START WORKING DATA
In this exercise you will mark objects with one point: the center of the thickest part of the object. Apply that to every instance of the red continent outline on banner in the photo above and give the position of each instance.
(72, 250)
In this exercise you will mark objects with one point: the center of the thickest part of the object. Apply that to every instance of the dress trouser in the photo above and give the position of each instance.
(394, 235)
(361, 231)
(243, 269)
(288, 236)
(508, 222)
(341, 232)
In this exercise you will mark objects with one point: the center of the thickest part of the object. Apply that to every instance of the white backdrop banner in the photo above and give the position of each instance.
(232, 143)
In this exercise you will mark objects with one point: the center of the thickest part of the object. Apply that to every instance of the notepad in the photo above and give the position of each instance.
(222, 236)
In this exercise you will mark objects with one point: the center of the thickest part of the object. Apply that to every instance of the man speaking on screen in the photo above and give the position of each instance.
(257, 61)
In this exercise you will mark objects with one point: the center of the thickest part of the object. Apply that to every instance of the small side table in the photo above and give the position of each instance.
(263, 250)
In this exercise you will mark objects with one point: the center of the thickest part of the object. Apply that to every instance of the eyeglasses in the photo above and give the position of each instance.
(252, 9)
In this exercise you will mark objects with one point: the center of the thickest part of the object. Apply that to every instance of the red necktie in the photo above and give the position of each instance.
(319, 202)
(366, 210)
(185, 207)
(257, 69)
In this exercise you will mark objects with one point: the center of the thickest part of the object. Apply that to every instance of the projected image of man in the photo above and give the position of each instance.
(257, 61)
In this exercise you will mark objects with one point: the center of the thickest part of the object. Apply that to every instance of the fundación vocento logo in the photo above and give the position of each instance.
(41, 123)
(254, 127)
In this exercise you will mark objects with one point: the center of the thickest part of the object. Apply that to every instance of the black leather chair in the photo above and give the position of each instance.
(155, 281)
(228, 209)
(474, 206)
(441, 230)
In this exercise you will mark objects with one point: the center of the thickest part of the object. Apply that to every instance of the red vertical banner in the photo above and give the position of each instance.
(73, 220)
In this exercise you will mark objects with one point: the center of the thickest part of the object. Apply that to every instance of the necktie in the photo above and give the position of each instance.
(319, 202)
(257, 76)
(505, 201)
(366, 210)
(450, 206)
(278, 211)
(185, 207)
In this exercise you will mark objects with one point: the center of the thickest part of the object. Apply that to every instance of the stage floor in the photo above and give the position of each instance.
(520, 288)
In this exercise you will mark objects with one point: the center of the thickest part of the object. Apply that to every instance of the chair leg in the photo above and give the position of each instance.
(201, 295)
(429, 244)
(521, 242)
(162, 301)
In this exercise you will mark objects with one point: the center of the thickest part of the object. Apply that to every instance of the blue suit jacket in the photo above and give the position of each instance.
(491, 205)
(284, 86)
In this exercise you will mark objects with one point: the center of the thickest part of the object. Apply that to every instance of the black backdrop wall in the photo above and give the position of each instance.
END WORKING DATA
TASK INSTRUCTIONS:
Return the lines from the line containing "of the blue" to the end of the entries above, exactly as they appear and with no other output.

RESULT OF THE EXERCISE:
In this exercise you will mark objects with one point: the center of the thickest part of the object. Apply that to every instance of the blue suit jacket in the photo above and give the position of each instance.
(491, 205)
(284, 86)
In this exercise you will mark objects with one point: the center of the thickest part of the object. Apply that to every instance of the black backdrop wall in the photo above and give the position of each instance.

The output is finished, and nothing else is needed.